The passage on sports and masculinity names several advantages for girls who join sports teams through Title IX. List each of them.

SOURCE PASSAGE:
* Start *

Because they are masculine, often excessively.

Teddy Roosevelt said football would toughen us up, big words coming from the man who named the teddy bear. The New York Knicks are better known than the New York Liberty only because they are men. Men are more likely to be sports' viewers. People have been desperate to tie sports to masculinity for decades, but the women's movement refused to accept that sports were inherently male, and in doing so they showed that the relationship between sports and masculinity was as forced and false as the relationship between Rand Paul and reality.


Title IX is so successful because it takes sports out of traditional masculinity and makes them accessible to girls, and the women those girls become. Girls who join sports teams through Title IX are more successful on and off the field/court. They are healthier, better students, and less likely to suffer from emotional handicaps. Without a doubt, sports can be a positive influence on women as well as men. It is a part of the traditionally masculine platter that women picked up and said, "Yeah, we like that."

And that is exactly the point of men's liberation. Men too, should be able to pick up what they like from femininity and say, "Yeah, we like that." And as significantly, men should be able to put down those parts of masculinity that are dickish.

* End *

DATA SUPPLIED:
* Start *

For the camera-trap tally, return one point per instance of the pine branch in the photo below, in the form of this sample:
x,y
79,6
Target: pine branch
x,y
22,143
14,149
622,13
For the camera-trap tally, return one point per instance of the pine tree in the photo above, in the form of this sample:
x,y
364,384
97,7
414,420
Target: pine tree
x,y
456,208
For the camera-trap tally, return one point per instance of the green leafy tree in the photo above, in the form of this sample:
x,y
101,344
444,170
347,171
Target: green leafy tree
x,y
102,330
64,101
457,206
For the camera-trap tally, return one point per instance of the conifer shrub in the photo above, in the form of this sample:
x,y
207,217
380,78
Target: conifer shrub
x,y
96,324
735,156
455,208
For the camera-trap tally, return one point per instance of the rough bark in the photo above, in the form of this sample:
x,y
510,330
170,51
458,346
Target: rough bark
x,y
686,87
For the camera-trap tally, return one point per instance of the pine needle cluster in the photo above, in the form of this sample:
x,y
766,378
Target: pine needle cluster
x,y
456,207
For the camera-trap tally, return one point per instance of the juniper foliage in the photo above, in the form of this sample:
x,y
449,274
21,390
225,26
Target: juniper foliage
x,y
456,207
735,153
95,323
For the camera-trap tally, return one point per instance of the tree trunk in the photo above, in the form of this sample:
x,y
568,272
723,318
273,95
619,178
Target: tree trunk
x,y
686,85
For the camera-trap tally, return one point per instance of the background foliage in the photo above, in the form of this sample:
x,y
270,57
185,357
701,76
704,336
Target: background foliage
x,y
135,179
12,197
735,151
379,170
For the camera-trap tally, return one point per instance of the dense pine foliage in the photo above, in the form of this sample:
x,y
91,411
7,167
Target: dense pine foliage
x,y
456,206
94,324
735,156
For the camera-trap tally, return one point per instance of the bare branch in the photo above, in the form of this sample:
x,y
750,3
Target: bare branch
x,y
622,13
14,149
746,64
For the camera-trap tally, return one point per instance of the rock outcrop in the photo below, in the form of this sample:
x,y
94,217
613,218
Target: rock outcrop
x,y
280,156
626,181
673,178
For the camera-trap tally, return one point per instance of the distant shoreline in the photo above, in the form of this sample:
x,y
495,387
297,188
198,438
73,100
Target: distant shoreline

* End *

WRITTEN REPLY:
- More successful on and off the field/court
- Healthier
- Better students
- Less likely to suffer from emotional handicaps